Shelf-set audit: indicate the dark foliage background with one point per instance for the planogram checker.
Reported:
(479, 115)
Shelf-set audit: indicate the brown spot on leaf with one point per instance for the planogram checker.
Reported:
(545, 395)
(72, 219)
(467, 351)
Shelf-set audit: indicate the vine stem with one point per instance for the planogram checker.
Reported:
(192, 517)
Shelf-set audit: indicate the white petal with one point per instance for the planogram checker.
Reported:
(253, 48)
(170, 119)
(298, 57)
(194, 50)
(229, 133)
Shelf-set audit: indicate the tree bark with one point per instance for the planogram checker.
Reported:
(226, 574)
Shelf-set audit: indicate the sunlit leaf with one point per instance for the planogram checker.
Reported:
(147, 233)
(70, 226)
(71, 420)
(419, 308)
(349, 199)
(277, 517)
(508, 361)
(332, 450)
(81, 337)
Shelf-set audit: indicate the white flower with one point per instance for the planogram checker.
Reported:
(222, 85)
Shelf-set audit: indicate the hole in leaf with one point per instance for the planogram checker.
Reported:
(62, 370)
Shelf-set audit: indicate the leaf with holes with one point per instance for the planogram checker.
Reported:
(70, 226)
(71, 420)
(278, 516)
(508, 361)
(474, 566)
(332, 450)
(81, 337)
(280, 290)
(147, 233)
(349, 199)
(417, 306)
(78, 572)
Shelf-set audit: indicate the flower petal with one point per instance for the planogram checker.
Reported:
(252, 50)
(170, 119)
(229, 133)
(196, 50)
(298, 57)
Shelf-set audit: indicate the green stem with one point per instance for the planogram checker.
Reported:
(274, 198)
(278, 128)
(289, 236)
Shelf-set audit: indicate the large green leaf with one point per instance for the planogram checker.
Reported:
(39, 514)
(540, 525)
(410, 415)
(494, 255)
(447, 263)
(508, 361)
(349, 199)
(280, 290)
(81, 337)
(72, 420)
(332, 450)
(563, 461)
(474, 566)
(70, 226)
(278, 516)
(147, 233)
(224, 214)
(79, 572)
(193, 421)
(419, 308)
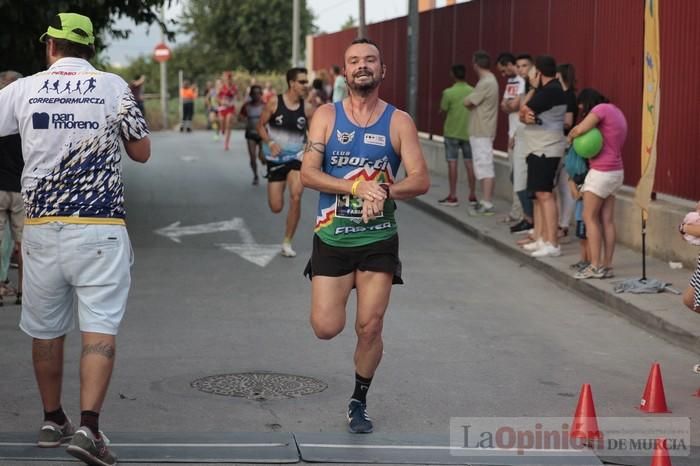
※
THE TASK → Every line in the listing that holds "instance" belongs in the answer.

COMPLETED TASK →
Shelf-set audit: indicate the dark foliage background with one point per instance for the planogram checker.
Shelf-set audit: indicate the brown spot on leaf with one point per instance for the planogram checker.
Shelf-set audit: indicate the vine stem with one point per instance for the planogram checker.
Shelf-set audit: indicate the white petal with one point per instance for the planogram checker.
Shelf-set audit: indicate the tree bark with one point per instance for the planogram checker.
Shelf-set audit: indicate the sunlit leaf with one point per instance for the planogram checker.
Shelf-set audit: indicate the white flower with one point per instance for the planogram checker.
Shelf-set audit: indicate the hole in leaf with one point per instance for the planogram checker.
Shelf-set audit: indicate the leaf with holes with one point per instance for the planogram checker.
Shelf-set audit: indicate the flower petal with one point per instance for the planogram checker.
Shelf-set audit: indicate the green stem with one point per instance for the planogram checker.
Shelf-set audit: indicate the large green leaf with one point per instance for the planogram checker.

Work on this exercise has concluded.